*** DATA PROVIDED ***

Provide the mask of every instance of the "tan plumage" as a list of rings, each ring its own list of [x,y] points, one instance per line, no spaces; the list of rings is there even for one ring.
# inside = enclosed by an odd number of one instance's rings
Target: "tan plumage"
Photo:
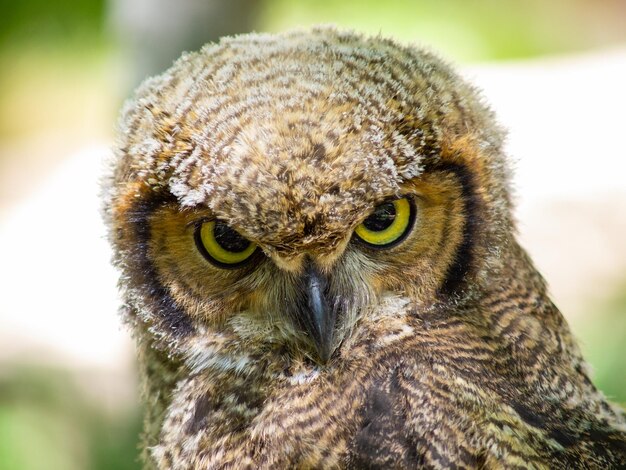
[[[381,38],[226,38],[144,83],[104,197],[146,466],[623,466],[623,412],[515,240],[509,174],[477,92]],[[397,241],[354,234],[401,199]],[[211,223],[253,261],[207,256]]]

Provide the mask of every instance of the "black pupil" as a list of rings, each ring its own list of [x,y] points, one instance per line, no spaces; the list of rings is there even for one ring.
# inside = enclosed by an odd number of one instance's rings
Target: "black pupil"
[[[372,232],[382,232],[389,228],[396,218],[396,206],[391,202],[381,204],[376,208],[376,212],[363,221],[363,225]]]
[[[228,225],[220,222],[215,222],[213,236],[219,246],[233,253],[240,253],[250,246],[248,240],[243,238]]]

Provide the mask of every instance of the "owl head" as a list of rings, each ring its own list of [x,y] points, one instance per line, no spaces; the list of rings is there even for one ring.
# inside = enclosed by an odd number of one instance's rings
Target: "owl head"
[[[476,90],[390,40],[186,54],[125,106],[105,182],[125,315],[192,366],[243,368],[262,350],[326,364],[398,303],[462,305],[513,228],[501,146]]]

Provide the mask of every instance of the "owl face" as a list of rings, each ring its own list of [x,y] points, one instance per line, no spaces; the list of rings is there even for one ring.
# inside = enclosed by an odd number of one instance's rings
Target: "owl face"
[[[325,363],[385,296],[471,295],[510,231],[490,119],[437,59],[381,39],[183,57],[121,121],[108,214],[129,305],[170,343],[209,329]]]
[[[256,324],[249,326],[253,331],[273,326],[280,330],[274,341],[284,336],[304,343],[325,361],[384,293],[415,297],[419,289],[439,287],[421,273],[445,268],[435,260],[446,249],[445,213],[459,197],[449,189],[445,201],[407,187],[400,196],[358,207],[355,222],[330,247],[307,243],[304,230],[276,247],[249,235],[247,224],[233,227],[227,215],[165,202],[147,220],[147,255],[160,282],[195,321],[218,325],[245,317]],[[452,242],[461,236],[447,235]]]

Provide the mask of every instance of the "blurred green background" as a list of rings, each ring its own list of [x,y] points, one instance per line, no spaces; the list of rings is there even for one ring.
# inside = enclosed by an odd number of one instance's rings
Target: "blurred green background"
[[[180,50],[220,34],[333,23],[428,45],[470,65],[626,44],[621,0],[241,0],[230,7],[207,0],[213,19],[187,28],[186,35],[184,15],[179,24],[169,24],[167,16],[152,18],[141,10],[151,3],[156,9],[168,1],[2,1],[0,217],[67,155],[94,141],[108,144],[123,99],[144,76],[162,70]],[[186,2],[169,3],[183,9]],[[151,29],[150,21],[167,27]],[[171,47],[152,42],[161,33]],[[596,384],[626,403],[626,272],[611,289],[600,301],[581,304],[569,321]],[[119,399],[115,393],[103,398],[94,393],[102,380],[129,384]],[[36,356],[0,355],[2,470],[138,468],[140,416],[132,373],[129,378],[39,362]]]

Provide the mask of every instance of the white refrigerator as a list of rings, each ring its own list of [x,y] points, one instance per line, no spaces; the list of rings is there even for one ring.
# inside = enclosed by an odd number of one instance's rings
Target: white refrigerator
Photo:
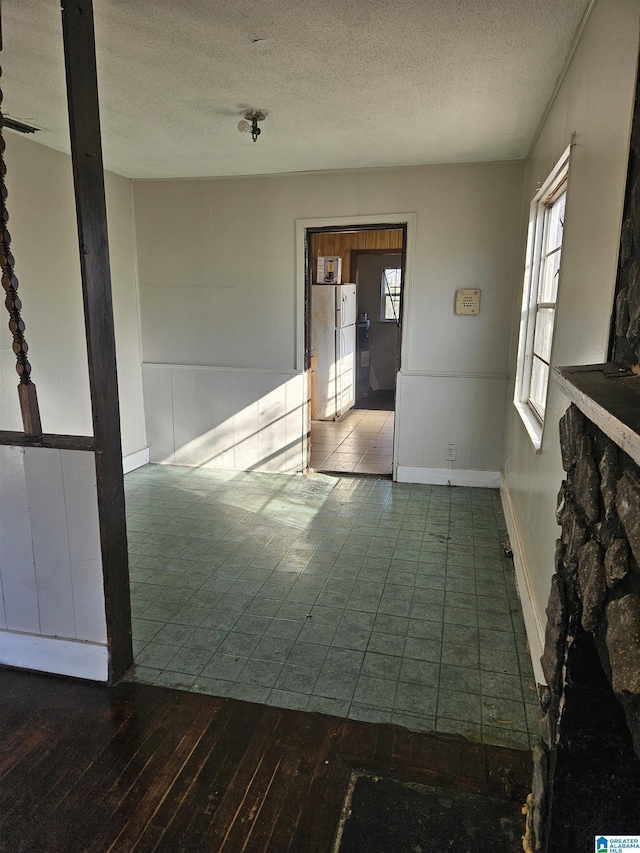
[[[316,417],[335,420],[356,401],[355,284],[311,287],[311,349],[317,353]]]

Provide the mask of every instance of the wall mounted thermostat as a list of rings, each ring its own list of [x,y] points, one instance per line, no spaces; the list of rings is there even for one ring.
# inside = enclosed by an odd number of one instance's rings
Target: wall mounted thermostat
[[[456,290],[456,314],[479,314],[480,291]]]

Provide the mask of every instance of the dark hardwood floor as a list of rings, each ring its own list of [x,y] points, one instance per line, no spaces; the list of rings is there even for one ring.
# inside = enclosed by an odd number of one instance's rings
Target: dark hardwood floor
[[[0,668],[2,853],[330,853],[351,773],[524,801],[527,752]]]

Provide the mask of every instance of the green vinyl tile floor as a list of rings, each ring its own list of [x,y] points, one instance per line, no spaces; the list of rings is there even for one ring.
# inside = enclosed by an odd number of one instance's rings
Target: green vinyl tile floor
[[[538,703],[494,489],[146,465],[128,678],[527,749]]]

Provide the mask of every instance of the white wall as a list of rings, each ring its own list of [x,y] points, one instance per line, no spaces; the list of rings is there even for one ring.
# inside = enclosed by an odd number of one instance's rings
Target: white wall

*** End of DATA PROVIDED ***

ASSIGNED TASK: Your copy should restate every record word for word and contain no pictures.

FINISHED TASK:
Provide the mask of every instance of the "tan plumage" as a list of rings, each ring its own list of [x,y] points, one instance per line, no spaces; the list of rings is there even for one ring.
# inside = enclosed by an odd number of one instance's rings
Target: "tan plumage"
Photo:
[[[381,38],[226,38],[144,83],[104,197],[146,466],[623,466],[623,412],[515,240],[509,174],[477,92]],[[397,241],[354,234],[401,199]],[[211,223],[253,261],[207,256]]]

Provide the mask of every instance of the "black pupil" as a list of rings, each ring its own list of [x,y] points, one instance per line, no spaces; the list of rings is there even for one ring.
# inside = enclosed by an odd number of one instance's rings
Target: "black pupil"
[[[372,232],[382,232],[389,228],[396,218],[396,206],[391,202],[381,204],[376,208],[376,212],[363,221],[363,225]]]
[[[228,225],[220,222],[215,222],[213,236],[219,246],[233,253],[240,253],[250,246],[248,240],[243,238]]]

Provide the mask of every instance of the "owl head" as a list of rings, each ring its own list of [x,y] points, one instance per line, no spaces; the list of rings is there even for one ring.
# inside = enclosed by an odd number of one instance's rings
Target: "owl head"
[[[476,90],[390,40],[186,54],[125,106],[105,182],[125,315],[192,366],[243,368],[262,350],[326,364],[398,303],[462,305],[513,228],[501,146]]]

Provide the mask of every instance of the "owl face" as a list of rings, each ring its own list of [x,y] points, one instance per line, no spaces; the list of rings is there even for one ring.
# inside = enclosed by an odd number of one instance's rings
Target: "owl face"
[[[325,363],[385,296],[471,295],[510,231],[490,119],[437,59],[381,39],[183,57],[121,121],[108,214],[129,305],[170,343],[209,329]]]
[[[256,324],[249,326],[253,331],[273,326],[280,330],[274,341],[284,336],[304,343],[325,361],[384,293],[415,297],[419,289],[439,287],[421,273],[445,268],[435,260],[446,249],[445,213],[459,197],[449,189],[445,201],[407,187],[400,196],[358,207],[355,222],[330,247],[307,243],[304,230],[276,247],[249,235],[247,224],[233,227],[227,215],[165,202],[147,220],[147,255],[160,282],[195,321],[218,325],[245,317]],[[452,242],[461,236],[447,235]]]

Provide the mask of every instance of the "blurred green background" as a list of rings, each ring its own list of [x,y] points, one instance per line, no spaces; the list of rings is there even for one ring.
# inside = enclosed by an odd number of one instance's rings
Target: "blurred green background"
[[[180,50],[220,34],[333,23],[428,45],[470,65],[626,44],[621,0],[241,0],[230,7],[207,0],[213,19],[187,28],[186,35],[184,15],[179,24],[169,24],[167,16],[152,18],[141,10],[151,3],[156,9],[168,1],[2,1],[0,217],[67,155],[94,141],[108,144],[123,99],[144,76],[162,70]],[[186,2],[169,3],[183,9]],[[151,29],[150,21],[167,27]],[[171,47],[152,42],[161,33]],[[596,384],[626,403],[626,272],[611,289],[600,301],[581,304],[569,321]],[[119,399],[115,393],[103,398],[94,393],[102,380],[129,384]],[[36,356],[0,355],[2,470],[138,468],[140,416],[132,373],[129,378],[39,362]]]

Provide the mask of every instance of the white refrigerator as a list of rings, each ring its own list of [x,y] points, one instance per line, no spaces; the list of rings is there even for one ring.
# inside = enclosed by an odd number of one instance's rings
Target: white refrigerator
Photo:
[[[316,417],[335,420],[356,401],[355,284],[311,287],[311,349],[317,353]]]

Provide the mask of every instance of the wall mounted thermostat as a list of rings, each ring its own list of [x,y] points, one instance per line, no spaces; the list of rings is there even for one ring.
# inside = enclosed by an odd number of one instance's rings
Target: wall mounted thermostat
[[[456,290],[456,314],[479,314],[480,291]]]

Provide the mask of every instance of the dark hardwood floor as a list of rings, each ring its own list of [x,y] points, one instance per line, no spaces; the list of rings is there even for one ring.
# inside = enclosed by an odd number of one instance's rings
Target: dark hardwood floor
[[[0,668],[2,853],[330,853],[351,773],[524,801],[527,752]]]

Provide the mask of every instance of the green vinyl tile floor as a list of rings, each ring its own list of [x,y] points, one instance per line, no spaces; the list of rings is there even for one ring.
# inside = enclosed by an odd number of one instance's rings
Target: green vinyl tile floor
[[[538,703],[494,489],[146,465],[128,678],[527,749]]]

Provide the mask of every instance of the white wall as a list of rings, each ring its own list of [x,y] points, one instance per line, no spaces; the list of rings is there even for one ring.
# inside = enclosed by an odd number of one instance's rings
Target: white wall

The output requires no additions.